* **Job**
Format the records below as a two-column CSV with the headers request_text and answer, starting at the line containing "Each instance of the wispy" and ending at the line containing "[[203, 297]]". Give one row per request, put each field in double quotes, and replace any line breaks inside a field with spaces.

* **Point annotation records**
..........
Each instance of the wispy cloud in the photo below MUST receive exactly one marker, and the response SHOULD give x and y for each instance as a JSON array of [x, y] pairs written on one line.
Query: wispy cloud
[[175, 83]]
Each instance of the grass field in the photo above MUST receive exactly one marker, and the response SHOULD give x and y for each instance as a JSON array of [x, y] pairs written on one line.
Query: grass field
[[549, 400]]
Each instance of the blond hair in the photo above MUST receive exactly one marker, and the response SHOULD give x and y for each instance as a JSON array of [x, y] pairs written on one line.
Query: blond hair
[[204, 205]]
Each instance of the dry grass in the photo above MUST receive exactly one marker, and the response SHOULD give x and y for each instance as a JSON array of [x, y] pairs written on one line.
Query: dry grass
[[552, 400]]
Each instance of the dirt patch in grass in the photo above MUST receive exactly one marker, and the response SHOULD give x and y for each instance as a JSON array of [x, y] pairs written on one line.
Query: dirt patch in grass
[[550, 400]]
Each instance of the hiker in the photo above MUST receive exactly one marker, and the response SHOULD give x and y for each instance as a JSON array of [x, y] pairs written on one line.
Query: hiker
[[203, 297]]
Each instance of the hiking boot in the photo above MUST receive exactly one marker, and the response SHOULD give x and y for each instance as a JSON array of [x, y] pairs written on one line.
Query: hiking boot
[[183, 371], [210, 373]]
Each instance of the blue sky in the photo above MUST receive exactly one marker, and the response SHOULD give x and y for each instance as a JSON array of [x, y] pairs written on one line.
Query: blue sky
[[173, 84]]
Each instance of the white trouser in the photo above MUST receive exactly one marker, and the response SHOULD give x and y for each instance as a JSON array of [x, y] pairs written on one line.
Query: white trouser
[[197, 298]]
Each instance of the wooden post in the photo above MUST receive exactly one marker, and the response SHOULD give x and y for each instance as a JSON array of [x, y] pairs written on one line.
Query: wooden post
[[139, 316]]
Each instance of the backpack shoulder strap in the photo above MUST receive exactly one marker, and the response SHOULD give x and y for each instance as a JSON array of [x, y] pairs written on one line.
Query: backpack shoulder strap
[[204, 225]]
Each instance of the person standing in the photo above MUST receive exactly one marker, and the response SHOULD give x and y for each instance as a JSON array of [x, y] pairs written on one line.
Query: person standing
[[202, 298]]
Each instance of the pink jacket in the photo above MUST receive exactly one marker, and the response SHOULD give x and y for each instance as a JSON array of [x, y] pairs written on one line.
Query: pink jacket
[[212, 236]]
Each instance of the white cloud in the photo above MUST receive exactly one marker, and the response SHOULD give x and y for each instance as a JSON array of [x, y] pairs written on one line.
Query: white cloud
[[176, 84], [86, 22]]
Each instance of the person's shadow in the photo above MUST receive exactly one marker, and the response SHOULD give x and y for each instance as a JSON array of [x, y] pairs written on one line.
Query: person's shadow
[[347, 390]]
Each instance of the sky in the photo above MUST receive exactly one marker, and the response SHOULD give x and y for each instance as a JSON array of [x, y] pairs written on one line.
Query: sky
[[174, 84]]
..........
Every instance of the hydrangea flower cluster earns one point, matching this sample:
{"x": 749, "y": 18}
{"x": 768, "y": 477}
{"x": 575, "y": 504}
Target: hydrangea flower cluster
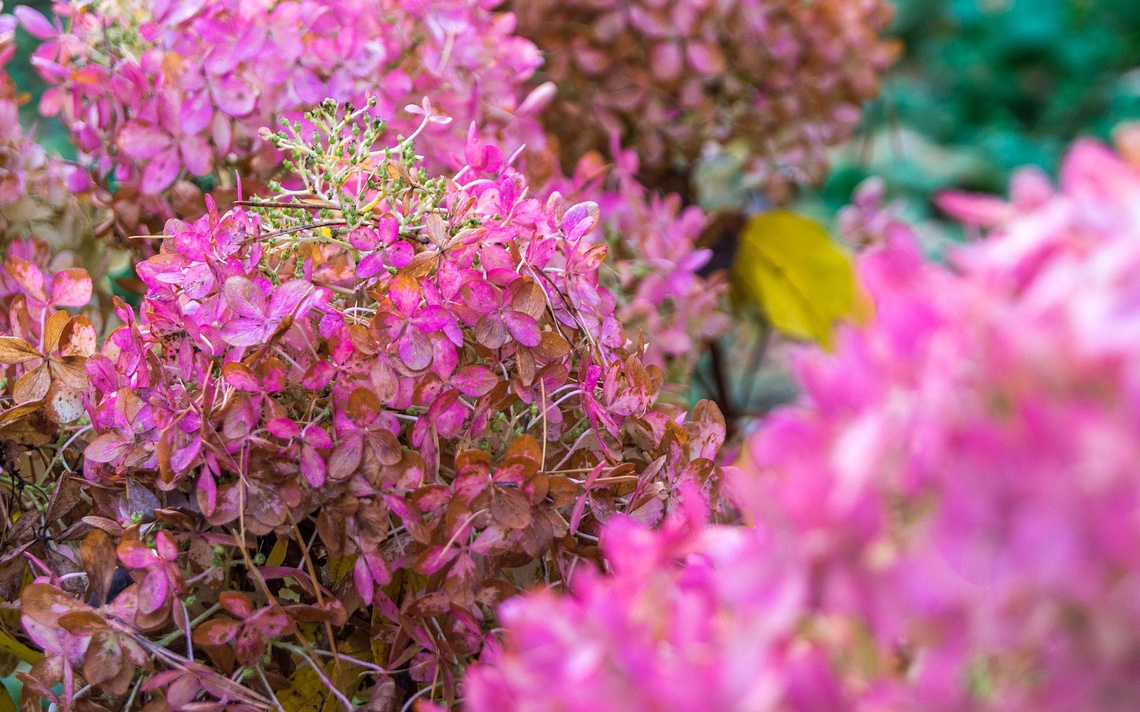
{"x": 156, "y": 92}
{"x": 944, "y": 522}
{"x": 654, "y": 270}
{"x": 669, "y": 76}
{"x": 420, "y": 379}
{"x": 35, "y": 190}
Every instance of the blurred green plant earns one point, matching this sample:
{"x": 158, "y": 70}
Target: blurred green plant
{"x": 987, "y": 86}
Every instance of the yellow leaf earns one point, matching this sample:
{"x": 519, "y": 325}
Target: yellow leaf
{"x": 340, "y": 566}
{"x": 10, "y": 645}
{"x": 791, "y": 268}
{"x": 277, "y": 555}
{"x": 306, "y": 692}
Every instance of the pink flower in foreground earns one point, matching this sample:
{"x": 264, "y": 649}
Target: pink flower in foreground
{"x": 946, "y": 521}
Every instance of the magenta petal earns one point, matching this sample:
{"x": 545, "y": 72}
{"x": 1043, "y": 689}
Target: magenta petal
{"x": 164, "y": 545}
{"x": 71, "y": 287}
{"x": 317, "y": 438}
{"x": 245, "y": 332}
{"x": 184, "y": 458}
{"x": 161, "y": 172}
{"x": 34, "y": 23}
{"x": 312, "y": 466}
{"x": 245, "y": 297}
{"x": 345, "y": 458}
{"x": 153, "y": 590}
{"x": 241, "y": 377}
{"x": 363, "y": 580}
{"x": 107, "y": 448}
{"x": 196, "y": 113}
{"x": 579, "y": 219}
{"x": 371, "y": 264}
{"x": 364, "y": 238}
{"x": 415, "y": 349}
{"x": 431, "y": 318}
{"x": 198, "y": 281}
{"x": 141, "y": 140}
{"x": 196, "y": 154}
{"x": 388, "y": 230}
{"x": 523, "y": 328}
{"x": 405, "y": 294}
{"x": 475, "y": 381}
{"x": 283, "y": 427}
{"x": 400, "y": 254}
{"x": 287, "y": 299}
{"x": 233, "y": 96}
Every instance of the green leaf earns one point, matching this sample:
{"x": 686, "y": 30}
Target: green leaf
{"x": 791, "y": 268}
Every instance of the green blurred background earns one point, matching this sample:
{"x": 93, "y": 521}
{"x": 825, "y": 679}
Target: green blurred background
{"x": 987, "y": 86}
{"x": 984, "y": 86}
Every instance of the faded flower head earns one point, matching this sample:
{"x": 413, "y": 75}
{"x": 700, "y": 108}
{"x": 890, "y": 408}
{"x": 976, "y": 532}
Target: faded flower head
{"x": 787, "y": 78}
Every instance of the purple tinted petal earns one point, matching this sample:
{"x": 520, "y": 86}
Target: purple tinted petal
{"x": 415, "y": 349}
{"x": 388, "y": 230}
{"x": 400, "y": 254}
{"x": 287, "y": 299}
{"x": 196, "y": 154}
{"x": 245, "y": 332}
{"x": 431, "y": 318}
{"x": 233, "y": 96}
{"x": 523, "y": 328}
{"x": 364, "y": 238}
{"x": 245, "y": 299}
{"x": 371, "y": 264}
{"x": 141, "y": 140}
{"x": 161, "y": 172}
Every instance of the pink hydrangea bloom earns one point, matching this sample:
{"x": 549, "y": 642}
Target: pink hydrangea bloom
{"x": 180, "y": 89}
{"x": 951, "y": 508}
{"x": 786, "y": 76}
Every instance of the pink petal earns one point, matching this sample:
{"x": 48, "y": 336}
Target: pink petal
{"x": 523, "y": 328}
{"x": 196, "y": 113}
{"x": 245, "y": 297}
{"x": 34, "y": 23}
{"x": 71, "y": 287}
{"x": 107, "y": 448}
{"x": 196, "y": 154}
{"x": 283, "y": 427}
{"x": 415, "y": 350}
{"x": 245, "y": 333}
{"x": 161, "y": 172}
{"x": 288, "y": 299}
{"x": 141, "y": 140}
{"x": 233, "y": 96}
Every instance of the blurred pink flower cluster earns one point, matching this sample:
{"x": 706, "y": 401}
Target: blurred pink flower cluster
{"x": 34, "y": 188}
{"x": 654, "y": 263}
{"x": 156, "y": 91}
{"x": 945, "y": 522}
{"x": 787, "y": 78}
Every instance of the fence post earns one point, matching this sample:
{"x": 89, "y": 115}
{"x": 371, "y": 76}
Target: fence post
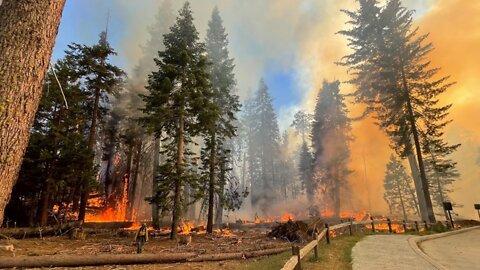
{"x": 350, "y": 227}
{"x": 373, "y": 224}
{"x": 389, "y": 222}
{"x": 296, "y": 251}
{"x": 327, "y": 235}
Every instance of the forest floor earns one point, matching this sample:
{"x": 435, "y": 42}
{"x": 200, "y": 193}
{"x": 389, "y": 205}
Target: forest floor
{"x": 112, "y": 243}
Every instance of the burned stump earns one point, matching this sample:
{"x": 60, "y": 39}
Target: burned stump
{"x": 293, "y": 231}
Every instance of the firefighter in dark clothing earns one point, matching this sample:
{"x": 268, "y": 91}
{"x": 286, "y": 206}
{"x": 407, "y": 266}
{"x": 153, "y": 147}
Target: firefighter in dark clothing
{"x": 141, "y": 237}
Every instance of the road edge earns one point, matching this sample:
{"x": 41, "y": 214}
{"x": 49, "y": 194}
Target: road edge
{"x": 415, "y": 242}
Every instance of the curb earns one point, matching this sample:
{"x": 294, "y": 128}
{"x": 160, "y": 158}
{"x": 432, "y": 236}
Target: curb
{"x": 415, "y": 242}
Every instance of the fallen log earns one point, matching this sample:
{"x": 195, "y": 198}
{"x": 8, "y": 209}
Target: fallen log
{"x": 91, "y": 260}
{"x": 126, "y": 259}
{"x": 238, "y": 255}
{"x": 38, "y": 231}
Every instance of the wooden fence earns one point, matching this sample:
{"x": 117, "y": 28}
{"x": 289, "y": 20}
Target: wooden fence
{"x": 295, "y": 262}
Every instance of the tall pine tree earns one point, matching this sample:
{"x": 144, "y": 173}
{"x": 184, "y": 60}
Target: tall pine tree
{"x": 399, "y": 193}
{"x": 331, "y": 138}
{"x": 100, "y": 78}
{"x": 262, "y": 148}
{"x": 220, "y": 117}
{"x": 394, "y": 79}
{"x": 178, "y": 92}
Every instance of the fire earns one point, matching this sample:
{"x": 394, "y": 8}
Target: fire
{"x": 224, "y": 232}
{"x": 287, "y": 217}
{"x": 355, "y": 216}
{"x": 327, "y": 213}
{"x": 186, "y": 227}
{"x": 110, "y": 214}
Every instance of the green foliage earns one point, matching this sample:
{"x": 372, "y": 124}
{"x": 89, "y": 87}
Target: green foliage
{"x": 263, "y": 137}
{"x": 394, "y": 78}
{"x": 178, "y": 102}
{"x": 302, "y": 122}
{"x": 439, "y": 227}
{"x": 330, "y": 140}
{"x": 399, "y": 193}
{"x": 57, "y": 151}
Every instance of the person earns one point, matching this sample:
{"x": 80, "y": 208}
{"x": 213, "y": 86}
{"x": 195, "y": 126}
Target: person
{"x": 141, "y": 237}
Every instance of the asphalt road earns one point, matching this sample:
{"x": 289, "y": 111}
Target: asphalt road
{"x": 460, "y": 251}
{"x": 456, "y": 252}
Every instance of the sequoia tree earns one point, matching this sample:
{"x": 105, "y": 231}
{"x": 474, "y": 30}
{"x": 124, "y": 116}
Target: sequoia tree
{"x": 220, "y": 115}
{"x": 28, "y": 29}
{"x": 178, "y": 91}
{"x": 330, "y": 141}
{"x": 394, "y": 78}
..........
* **Task output**
request_text,answer
"Each instance of the wispy cloud in the photo below MUST receive exactly one marker, and the response SHOULD give x and y for each instance as a JSON array of [x, y] pairs written on one line. Query: wispy cloud","[[175, 83]]"
"Each instance of the grass field in the photo above MUST receive exactly one marker, and the response SHOULD give x and y for each instance as a JSON array of [x, y] pairs written on one line. Query: grass field","[[549, 400]]"
"Each instance of the blond hair in the photo above MUST receive exactly one marker, and the response SHOULD give x and y for each instance as a JSON array of [x, y] pairs written on one line. Query: blond hair","[[204, 205]]"
"Each instance of the dry grass in the photo above MUST receive exactly one marker, and the response SHOULD give x and y for each instance as a JSON array of [x, y] pairs written on one line. Query: dry grass","[[552, 400]]"
"Each instance of the dirt patch in grass in the photo above MUST receive exactly one marker, and the response SHOULD give x and y for each instance as a JSON array of [x, y] pairs written on one line. Query: dirt patch in grass","[[550, 400]]"
"Each instance of the hiker in the photo above MUST receive exactly one marker, and the response SHOULD give x and y for each instance as a JSON array of [x, y] pairs written on one line. Query: hiker","[[203, 297]]"